DATA SECTION:
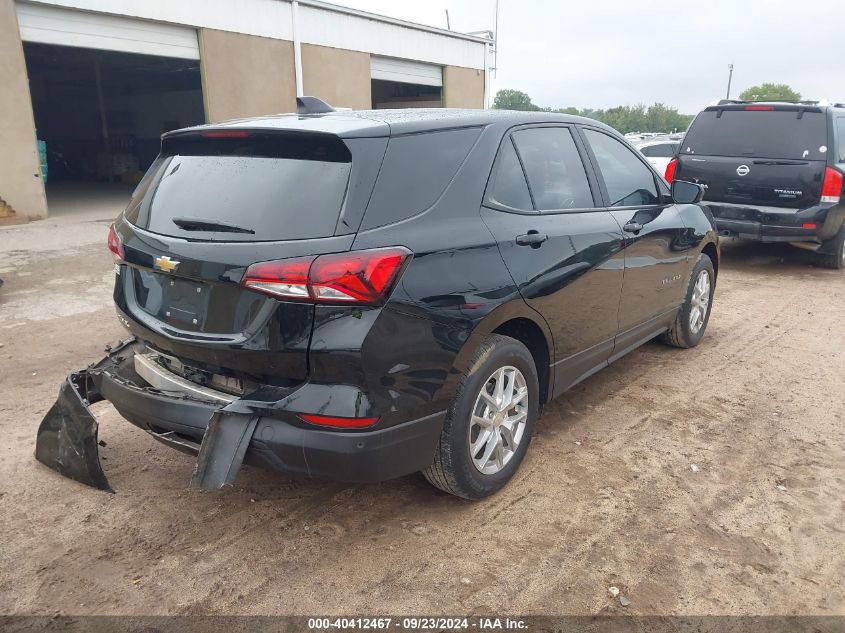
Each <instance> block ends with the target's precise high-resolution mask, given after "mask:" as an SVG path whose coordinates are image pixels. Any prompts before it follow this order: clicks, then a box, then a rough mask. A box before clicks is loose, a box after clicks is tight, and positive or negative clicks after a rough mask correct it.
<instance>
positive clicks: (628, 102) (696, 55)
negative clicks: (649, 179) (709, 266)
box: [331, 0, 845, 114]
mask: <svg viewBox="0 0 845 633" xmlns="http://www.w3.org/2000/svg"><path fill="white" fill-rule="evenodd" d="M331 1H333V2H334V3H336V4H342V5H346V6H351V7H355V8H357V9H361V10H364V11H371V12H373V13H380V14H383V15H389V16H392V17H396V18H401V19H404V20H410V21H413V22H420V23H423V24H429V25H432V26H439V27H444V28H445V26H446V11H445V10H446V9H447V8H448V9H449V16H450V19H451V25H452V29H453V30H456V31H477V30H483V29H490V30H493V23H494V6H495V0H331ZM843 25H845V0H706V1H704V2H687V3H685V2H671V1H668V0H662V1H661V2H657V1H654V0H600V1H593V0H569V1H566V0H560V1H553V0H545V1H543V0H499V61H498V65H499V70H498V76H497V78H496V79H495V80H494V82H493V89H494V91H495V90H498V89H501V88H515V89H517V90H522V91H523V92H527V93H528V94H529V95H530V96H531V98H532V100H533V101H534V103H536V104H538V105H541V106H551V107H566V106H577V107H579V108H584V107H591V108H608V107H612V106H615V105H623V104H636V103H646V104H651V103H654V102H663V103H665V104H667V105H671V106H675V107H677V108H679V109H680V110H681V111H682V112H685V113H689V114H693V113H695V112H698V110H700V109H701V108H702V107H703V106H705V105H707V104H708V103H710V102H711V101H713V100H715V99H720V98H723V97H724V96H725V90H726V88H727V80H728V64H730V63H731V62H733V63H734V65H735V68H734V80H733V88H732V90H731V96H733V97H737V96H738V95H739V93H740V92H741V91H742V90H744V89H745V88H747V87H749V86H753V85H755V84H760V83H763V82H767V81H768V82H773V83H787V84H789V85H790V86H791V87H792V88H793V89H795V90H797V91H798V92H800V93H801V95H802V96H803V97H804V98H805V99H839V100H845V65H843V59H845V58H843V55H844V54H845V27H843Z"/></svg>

ACTIVITY: Reprint exactly the lines above that start at the one with "positive clicks: (628, 102) (696, 55)" and end at the one with "negative clicks: (649, 179) (709, 266)", keeping both and adding none.

PROBLEM SOLUTION:
positive clicks: (628, 102) (696, 55)
negative clicks: (649, 179) (709, 266)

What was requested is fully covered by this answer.